SOURCE EXTRACT
[Start of Attachment]

Background: Total joint arthroplasty is a large and growing part of the U.S. Medicare budget, drawing attention to how much providers are paid for their services. The purpose of this study was to examine the variables that affect total joint arthroplasty reimbursement. Along with standard economic variables, we include unique health-care variables. Given the focus on value in the Affordable Care Act, the model examines the relationship of the quality of care to total joint arthroplasty reimbursement. We hoped to find that reimbursement patterns reward quality and reflect standard economic principles.
The Journal Of Bone And Joint Surgery - Volume 98 - Issue 12 - p. 1007-1013
Medicare Reimbursement for Total Joint Arthroplasty: The Driving ForcesPadegimas Eric M., MD; Verma Kushagra, MD; Zmistowski Benjamin, MD; Rothman Richard H., MD, PhD; Purtill James J., MD; Howley Michael, PhD
Methods: Multivariable regression was performed to identify variables that correlate with Medicare reimbursement for total joint arthroplasty. Inpatient charge or reimbursement data on Medicare reimbursements were available for 2,750 hospitals with at least 10 discharges for uncomplicated total joint arthroplasty from the Centers for Medicare & Medicaid Services (CMS) for fiscal year 2011. Reimbursement variability was examined by using the Dartmouth Atlas to group institutions into hospital referral regions and hospital service areas. Independent variables were taken from the Dartmouth Atlas, CMS, the WWAMI (Washington, Wyoming, Alaska, Montana, Idaho) Rural Health Research Center, and the United States Census.
Results: There were 427,207 total joint arthroplasties identified, with a weighted mean reimbursement of $14,324.84 (range, $9,103 to $38,686). Nationally, the coefficient of variation for reimbursements was 0.19. The regression model accounted for 52.5% of reimbursement variation among providers. The total joint arthroplasty provider volume (p < 0.001) and patient satisfaction (p < 0.001) were negatively correlated with reimbursement. Government ownership of a hospital (p < 0.001) and higher Medicare costs (p < 0.001) correlated positively with reimbursement.
Conclusions: Medicare reimbursements for total joint arthroplasty are highly variable. Greater reimbursement was associated with lower patient volume, lower patient satisfaction, a healthier patient population, and government ownership of a hospital. As value-based reimbursement provisions of the Affordable Care Act are implemented, there will be dramatic changes in total joint arthroplasty reimbursements. To meet these changes, providers should expect qualities such as high patient volume, willingness to care for sicker patient populations, patient satisfaction, safe outcomes, and procedural demand to correlate with their reimbursement.
Clinical Relevance: Practicing orthopaedic surgeons and hospital administrators should be aware of discrepancies in inpatient reimbursement for total joint arthroplasty from Medicare. Furthermore, these discrepancies are not associated with typical economic factors. These findings warrant further investigation and collaboration between policymakers and providers to develop value-based reimbursement.

[End of Attachment]

GIVEN DATA
[Start of Attachment]

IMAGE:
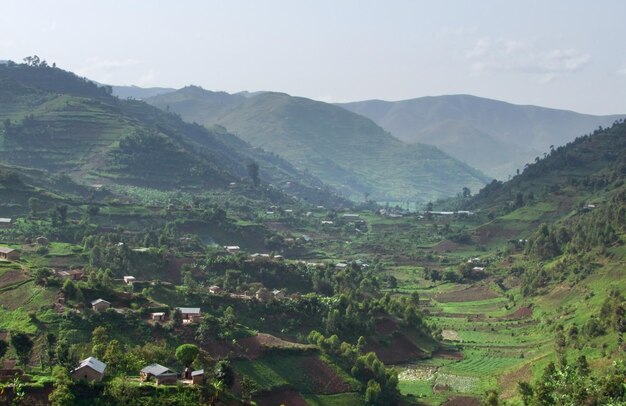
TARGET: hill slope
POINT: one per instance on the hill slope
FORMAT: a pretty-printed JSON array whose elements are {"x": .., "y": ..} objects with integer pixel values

[End of Attachment]

TASK SET
(A) Duplicate the abstract on Medicare reimbursement, taking everything from "Clinical Relevance: Practicing" down to "develop value-based reimbursement.".
(B) In the abstract on Medicare reimbursement, what share of the reimbursement variation among providers did the regression model account for?
Rely only on the abstract for what follows, not on the data.

ANSWERS FOR THE TASKS
(A)
Clinical Relevance: Practicing orthopaedic surgeons and hospital administrators should be aware of discrepancies in inpatient reimbursement for total joint arthroplasty from Medicare. Furthermore, these discrepancies are not associated with typical economic factors. These findings warrant further investigation and collaboration between policymakers and providers to develop value-based reimbursement.

(B) 52.5%